What is asked
In all of the items below, swap "narrow green leaf" for "slender green leaf" and reproduce every other part unchanged.

....

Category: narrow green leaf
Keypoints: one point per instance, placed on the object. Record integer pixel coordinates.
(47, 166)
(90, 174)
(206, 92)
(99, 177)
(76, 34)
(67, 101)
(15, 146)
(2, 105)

....

Solution to the problem
Category: slender green leaf
Keypoints: one point per instance, placed on the object. Record integer pixel coordinates.
(47, 166)
(90, 174)
(206, 92)
(99, 177)
(76, 34)
(67, 101)
(15, 146)
(2, 105)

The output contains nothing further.